**Given instruction:** Restate the full set of records exactly, without adding or dropping a word.

**Supplied data:**
○ ○ ○ ○ ○
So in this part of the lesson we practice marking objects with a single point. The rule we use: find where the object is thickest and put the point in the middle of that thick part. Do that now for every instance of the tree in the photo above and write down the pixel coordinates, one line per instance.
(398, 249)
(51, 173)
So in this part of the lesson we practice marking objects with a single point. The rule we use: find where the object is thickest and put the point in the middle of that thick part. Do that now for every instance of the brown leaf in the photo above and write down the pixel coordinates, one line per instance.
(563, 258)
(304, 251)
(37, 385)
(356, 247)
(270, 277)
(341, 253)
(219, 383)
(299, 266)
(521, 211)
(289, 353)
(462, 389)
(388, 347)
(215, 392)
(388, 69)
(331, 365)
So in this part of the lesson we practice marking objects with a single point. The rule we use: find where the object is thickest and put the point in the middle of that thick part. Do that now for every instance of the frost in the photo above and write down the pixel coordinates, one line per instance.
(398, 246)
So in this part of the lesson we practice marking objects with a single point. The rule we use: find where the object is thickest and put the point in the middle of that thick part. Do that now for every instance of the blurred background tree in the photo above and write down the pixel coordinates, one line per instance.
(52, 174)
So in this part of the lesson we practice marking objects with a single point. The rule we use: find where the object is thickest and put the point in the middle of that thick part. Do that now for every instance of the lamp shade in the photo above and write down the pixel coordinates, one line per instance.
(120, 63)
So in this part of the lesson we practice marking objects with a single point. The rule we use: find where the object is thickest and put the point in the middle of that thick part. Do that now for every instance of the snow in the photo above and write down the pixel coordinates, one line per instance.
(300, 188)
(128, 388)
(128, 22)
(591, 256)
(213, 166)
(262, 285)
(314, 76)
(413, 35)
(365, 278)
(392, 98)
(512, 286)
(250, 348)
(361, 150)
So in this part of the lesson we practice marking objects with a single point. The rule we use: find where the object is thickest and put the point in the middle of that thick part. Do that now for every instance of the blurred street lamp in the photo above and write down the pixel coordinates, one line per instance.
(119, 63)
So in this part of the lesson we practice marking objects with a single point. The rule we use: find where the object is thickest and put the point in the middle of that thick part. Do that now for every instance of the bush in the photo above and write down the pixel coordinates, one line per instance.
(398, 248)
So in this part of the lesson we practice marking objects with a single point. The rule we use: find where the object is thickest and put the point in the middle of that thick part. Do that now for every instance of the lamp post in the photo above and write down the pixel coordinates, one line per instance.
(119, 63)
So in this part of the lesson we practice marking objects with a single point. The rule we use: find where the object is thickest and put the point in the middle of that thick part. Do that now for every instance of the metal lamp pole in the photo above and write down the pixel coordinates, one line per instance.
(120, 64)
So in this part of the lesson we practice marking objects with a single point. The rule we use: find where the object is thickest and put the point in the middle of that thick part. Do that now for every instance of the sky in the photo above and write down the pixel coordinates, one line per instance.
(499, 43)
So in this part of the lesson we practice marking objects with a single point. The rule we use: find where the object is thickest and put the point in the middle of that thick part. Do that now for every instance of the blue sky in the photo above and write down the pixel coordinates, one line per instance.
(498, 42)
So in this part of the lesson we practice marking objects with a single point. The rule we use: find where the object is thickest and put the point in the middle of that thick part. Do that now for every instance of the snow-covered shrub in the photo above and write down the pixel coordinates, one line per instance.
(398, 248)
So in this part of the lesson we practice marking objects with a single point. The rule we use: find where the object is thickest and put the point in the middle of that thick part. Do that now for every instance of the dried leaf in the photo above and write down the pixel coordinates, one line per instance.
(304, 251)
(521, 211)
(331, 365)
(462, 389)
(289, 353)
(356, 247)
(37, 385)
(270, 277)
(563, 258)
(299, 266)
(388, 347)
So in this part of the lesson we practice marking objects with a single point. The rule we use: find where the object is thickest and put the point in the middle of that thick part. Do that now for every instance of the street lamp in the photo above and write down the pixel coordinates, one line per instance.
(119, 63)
○ ○ ○ ○ ○
**Final result:**
So in this part of the lesson we practice marking objects with a single point. The rule we use: find where the object is thickest and put the point in the middle of that thick part. Do that now for every instance of the tree in the photo above and write down the pixel coordinates, one line per instance.
(398, 249)
(51, 173)
So in this part of the lesson we practice marking objects with a single point. The rule we use: find where the object is thickest and put the point in the middle of that thick part. Do that now for every instance of the brown leaf in the photo above and write down the pixel coordinates, one line per instance.
(563, 258)
(304, 251)
(37, 385)
(356, 247)
(270, 277)
(341, 253)
(219, 383)
(299, 266)
(521, 211)
(289, 353)
(462, 389)
(388, 347)
(215, 392)
(388, 69)
(331, 365)
So in this part of the lesson we practice marking objects with a single point. The rule we use: find where the object is thickest and put the point in the middle of that thick part. Do that now for every instance of the frost in the photo above and write down the pixel coordinates, one line per instance.
(398, 246)
So in this part of the lesson we practice marking objects with a single point. The rule we use: find where the object is thickest and put the point in the middle of that thick part. Do that now for every instance of the blurred background tree in the photo above and write down the pixel coordinates, one line per instance.
(52, 174)
So in this part of the lesson we practice marking objects with a single point. The rule we use: find where the object is thickest and put the point in the middle of that thick part. Do that now for every instance of the lamp shade in the photo above and write down the pixel coordinates, one line per instance.
(120, 63)
So in this part of the lesson we practice marking objects with a single point. The rule we use: find where the object is thickest and put the point in the middle of that thick part. Do that now for every instance of the snow in the photo above and write down the pixel coordinates, one line per instance.
(300, 188)
(128, 388)
(128, 22)
(591, 256)
(213, 166)
(262, 285)
(314, 76)
(413, 35)
(365, 278)
(392, 98)
(512, 286)
(250, 348)
(361, 150)
So in this part of the lesson we practice marking objects with a single point. The rule we use: find where the object is thickest and put the point in the middle of that thick part. Do that now for every instance of the blurred street lamp in the photo above and write down the pixel coordinates, one line per instance.
(119, 63)
So in this part of the lesson we practice marking objects with a single point. The rule we use: find where the object is thickest and put the point in the middle of that thick part. Do that now for every instance of the bush in the photo above and write down the pixel coordinates, one line per instance.
(398, 248)
So in this part of the lesson we practice marking objects with a single point. The rule we use: find where the object is thickest and put the point in the middle of that thick part. Do that now for every instance of the lamp post in the photo above and write down the pixel coordinates, one line per instance.
(119, 63)
So in this part of the lesson we practice marking objects with a single point. The rule we use: find where the object is thickest and put the point in the middle of that thick part. Do that now for every instance of the metal lamp pole in the photo above and write down the pixel coordinates, one line per instance.
(120, 64)
So in this part of the lesson we practice marking objects with a single point. The rule we use: find where the object is thickest and put the point in the middle of that thick part. Do that now for every instance of the sky in the photo above and write down the pixel coordinates, one line per instance.
(499, 43)
So in this part of the lesson we practice marking objects with a single point. The rule we use: find where the object is thickest and put the point in the middle of that thick part. Do that now for every instance of the blue sky in the photo above and write down the pixel coordinates, one line per instance.
(498, 42)
So in this part of the lesson we practice marking objects with a single point. The rule we use: find where the object is thickest and put the point in the middle of that thick part. Do that now for every instance of the snow-covered shrub in the photo above and write down the pixel coordinates, one line per instance.
(398, 248)
So in this part of the lesson we practice marking objects with a single point. The rule we use: find where the object is thickest and put the point in the middle of that thick part. Do that now for every instance of the dried leaf in the photo above and write down the pixel coordinates, one line per instance.
(304, 251)
(521, 211)
(331, 365)
(462, 389)
(289, 353)
(356, 247)
(37, 385)
(270, 277)
(563, 258)
(299, 266)
(388, 347)
So in this part of the lesson we practice marking objects with a single point. The rule we use: find where the object is thickest and put the point in the middle of that thick part. Do that now for every instance of the street lamp in the photo above and write down the pixel coordinates, one line per instance.
(119, 63)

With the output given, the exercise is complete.